No se me ocurre mejor resumen del libro que el de este fragmento de la crítica en el Frankfurter Allgemeine Zeitung que la editorial ha reproducido en la solapa:
“Unas memorias contra la guerra, el catolicismo y la religión en general, la estrechez de miras de una ciudad de provincias, la intolerancia, la hipocresía, la cobardía, la mezquindad, la violencia (…) difícilmente se puede hacer algo mejor con una infancia de mierda”
La verdad es que, por otra parte, es difícil encontrar un
libro con un título tan impactante, sugerente y que, además, se ajuste mejor a
su contenido. Altmann despliega a lo largo de las 375 páginas del libro todo un
cúmulo de malos tratos tanto físicos como psicológicos por parte de un padre
que no apareció hasta que él cumplió los nueve años, una persona que, tal y
como la describe, resulta absolutamente despreciable. Alguien que perteneció a
las SA y las SS y que tras la guerra se dedica al negocio de la venta de
rosarios y demás objetos de culto religioso en Altötting, un pueblo de Baviera
al que acuden miles de peregrinos por una virgen que allí existe.
En un momento del libro se plantea cuál pudiera ser la explicación de tal comportamiento:
“¿Cómo terminó Franz Xaver Altmann convirtiéndose en esa persona? ¿Fue por la guerra? ¿Fue por su madre, enferma de puritanismo (…)? ¿Fue por su padre, un hombre frío que lo empujó a una existencia fría centrada en el trabajo (…)? ¿Fue por su propia caída de mujeriego a papá con panza? ¿Fue por Altötting, este oasis de mojigata consanguinidad que resultó ser el terreno más fértil para sus delirios de rutina, orden y crueldad? Sí y mil veces sí: fue por todo eso.” (p. 101-102)

→ Datos proporcionados:
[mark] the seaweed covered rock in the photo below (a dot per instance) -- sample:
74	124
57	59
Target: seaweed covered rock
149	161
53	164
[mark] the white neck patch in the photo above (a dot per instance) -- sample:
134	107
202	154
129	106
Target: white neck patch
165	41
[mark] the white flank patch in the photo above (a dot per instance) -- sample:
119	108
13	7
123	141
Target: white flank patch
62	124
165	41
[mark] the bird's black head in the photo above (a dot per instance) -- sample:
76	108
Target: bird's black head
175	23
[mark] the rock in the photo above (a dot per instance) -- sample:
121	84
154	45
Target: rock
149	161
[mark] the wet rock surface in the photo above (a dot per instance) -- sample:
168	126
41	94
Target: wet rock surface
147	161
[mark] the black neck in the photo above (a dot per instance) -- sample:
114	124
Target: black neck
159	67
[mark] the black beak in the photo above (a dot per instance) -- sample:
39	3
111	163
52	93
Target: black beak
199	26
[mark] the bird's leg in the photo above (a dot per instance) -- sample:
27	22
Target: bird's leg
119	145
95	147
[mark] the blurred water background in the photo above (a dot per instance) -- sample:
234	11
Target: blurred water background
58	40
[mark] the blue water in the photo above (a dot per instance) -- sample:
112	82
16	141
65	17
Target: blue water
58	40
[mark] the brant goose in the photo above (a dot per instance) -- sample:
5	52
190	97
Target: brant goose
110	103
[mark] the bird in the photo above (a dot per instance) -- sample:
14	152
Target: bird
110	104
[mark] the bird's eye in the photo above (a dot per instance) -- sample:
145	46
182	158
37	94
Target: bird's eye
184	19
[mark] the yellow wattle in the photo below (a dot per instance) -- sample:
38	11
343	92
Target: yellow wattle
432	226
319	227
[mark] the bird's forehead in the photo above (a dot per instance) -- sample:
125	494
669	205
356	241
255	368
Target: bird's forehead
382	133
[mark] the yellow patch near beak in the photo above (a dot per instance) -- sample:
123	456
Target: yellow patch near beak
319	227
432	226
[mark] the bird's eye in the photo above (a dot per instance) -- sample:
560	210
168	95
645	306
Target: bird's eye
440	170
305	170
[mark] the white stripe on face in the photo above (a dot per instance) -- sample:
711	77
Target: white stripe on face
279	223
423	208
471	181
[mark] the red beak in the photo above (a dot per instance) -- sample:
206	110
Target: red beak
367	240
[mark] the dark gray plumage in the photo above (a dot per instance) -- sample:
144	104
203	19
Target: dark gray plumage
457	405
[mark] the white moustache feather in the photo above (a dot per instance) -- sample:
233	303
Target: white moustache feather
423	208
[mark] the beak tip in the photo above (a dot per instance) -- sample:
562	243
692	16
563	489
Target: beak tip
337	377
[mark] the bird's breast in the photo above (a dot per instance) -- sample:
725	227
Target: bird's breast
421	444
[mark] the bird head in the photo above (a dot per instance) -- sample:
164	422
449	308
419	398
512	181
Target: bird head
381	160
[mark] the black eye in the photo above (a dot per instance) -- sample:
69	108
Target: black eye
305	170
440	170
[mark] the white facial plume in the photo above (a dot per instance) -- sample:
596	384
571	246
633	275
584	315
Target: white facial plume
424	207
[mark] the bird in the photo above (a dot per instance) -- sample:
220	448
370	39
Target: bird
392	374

→ Tarea propuesta 1:
Transcribe de la reseña el fragmento comprendido entre "La verdad es" y "que allí existe.", ambos incluidos.
→ Tarea propuesta 2:
Indica si cada afirmación concuerda con la reseña, respondiendo sí o no y citando literalmente las palabras que lo deciden.
(a) El libro tiene 375 páginas.
(b) El padre apareció cuando el autor cumplió doce años.
(c) Después de la guerra, el padre vendía rosarios y objetos de culto religioso en Altötting.
→ Tarea propuesta 3:
Responde brevemente, según la reseña:
(a) ¿En qué periódico apareció la crítica cuyo fragmento reproduce la solapa?
(b) ¿A qué organizaciones perteneció el padre?
(c) ¿Por qué acuden miles de peregrinos a Altötting?

→ Resultado correcto 1:
La verdad es que, por otra parte, es difícil encontrar un
libro con un título tan impactante, sugerente y que, además, se ajuste mejor a
su contenido. Altmann despliega a lo largo de las 375 páginas del libro todo un
cúmulo de malos tratos tanto físicos como psicológicos por parte de un padre
que no apareció hasta que él cumplió los nueve años, una persona que, tal y
como la describe, resulta absolutamente despreciable. Alguien que perteneció a
las SA y las SS y que tras la guerra se dedica al negocio de la venta de
rosarios y demás objetos de culto religioso en Altötting, un pueblo de Baviera
al que acuden miles de peregrinos por una virgen que allí existe.

→ Resultado correcto 2:
(a) Sí: "a lo largo de las 375 páginas del libro".
(b) No: "no apareció hasta que él cumplió los nueve años".
(c) Sí: "tras la guerra se dedica al negocio de la venta de rosarios y demás objetos de culto religioso en Altötting".

→ Resultado correcto 3:
(a) En el Frankfurter Allgemeine Zeitung.
(b) A las SA y las SS.
(c) Por una virgen que allí existe.